*Exercise objective*
With no additions or omissions, print the listing that follows.

-- Supplied data follows --

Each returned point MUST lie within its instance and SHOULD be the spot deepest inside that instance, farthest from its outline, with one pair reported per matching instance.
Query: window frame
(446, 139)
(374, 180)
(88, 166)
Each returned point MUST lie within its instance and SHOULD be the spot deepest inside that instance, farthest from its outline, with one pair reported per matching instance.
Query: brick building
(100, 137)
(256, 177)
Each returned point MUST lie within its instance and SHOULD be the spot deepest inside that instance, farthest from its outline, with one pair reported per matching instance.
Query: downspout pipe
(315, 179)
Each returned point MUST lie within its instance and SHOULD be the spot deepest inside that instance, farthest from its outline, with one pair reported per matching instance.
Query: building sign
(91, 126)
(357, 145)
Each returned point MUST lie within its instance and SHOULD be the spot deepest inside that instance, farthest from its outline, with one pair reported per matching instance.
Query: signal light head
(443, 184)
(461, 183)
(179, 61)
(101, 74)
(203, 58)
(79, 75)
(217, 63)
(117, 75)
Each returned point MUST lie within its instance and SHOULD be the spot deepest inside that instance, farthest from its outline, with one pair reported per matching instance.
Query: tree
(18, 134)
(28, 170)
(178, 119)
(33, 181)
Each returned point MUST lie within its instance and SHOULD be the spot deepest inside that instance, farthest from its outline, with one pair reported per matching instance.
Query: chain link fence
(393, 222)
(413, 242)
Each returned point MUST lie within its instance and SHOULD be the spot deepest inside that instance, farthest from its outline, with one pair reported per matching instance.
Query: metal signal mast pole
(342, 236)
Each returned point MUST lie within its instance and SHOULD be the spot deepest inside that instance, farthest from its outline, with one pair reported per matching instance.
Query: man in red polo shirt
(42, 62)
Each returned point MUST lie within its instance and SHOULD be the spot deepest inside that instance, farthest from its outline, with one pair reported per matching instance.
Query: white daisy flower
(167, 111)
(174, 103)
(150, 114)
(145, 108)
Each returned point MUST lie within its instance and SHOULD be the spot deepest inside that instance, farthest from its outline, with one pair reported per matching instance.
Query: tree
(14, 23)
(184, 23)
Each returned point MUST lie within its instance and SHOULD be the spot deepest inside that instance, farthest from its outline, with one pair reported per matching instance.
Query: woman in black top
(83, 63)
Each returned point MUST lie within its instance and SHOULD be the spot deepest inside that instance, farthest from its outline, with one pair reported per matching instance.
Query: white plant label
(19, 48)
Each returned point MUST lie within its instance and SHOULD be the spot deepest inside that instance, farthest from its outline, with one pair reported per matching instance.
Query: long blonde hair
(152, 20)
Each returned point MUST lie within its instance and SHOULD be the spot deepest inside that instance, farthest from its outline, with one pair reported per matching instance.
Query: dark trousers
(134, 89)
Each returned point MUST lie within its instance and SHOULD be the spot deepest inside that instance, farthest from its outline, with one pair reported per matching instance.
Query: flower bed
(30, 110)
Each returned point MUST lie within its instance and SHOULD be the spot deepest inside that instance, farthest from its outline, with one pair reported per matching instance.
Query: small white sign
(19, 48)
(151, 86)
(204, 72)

-- Supplied data concluded --

*Answer to this problem*
Each returned point MUST lie within its instance and SHOULD be the spot deepest inside that instance, farthest from its outline, with one pair reported per matching instance.
Query: window frame
(446, 139)
(374, 180)
(88, 166)
Each returned point MUST lie within its instance and SHOULD be the spot deepest inside that instance, farthest from its outline, with one pair reported per matching instance.
Query: brick building
(100, 137)
(256, 177)
Each returned point MUST lie within its instance and SHOULD be the spot deepest inside that instance, farthest from its outline, with one pair reported per matching instance.
Query: downspout pipe
(315, 179)
Each returned point MUST lie within its instance and SHOULD be the spot deepest inside that instance, farthest from its outline, with one pair reported per matching instance.
Query: building sign
(91, 126)
(357, 145)
Each returned point MUST lie within its instance and SHOULD be the spot deepest inside that instance, farthest from its outline, with one pair reported per matching instance.
Query: signal light head
(443, 184)
(461, 183)
(179, 61)
(101, 74)
(203, 58)
(79, 75)
(217, 63)
(117, 75)
Each returned point MUST lie within its instance and SHOULD be the spot deepest inside that instance, farthest from its outline, with one pair reported per matching instance.
Query: tree
(18, 134)
(28, 170)
(178, 119)
(33, 181)
Each returned point MUST lie within its instance and SHOULD be the spot deepest inside that instance, farthest from its outline, with one pair reported per matching instance.
Query: chain link fence
(393, 222)
(413, 242)
Each returned point MUST lie within its instance and SHOULD be the spot deepest inside that instance, farthest from its outline, with one pair reported per matching instance.
Query: metal signal mast pole
(342, 236)
Each returned point MUST lie within its instance and SHOULD be the spot deepest inside that instance, farthest from its outline, with one pair reported per matching instance.
Query: man in red polo shirt
(42, 62)
Each returned point MUST lie within its instance and SHOULD be the spot deepest inside that instance, farthest from its outline, with one pair reported per matching instance.
Query: white daisy flower
(167, 111)
(174, 103)
(150, 114)
(145, 108)
Each returned point MUST lie within its instance and SHOULD be the spot deepest inside that instance, farthest from its outline, with one pair reported per matching instance.
Query: tree
(14, 23)
(184, 23)
Each returned point MUST lie within its instance and SHOULD be the spot deepest inside that instance, farthest from its outline, with one pair reported per matching instance.
Query: woman in black top
(83, 63)
Each returned point MUST lie within its instance and SHOULD be the spot deepest inside that instance, farthest from its outline, with one pair reported per matching instance.
Query: white plant label
(19, 48)
Each returned point MUST lie within its instance and SHOULD be the spot deepest inside that instance, farthest from its outline, with one pair reported per matching instance.
Query: long blonde hair
(152, 20)
Each returned point MUST lie within its instance and SHOULD be the spot deepest inside that instance, farthest from its outline, with one pair reported per matching instance.
Query: dark trousers
(134, 89)
Each returned point MUST lie within its instance and SHOULD be the spot deepest inside that instance, farthest from its outline, with one pair reported per matching instance.
Query: flower bed
(30, 110)
Each returned point MUST lie within its instance and SHOULD be the spot deepest inside that instance, farthest from its outline, with one pair reported per matching instance.
Query: small white sign
(19, 48)
(151, 86)
(204, 72)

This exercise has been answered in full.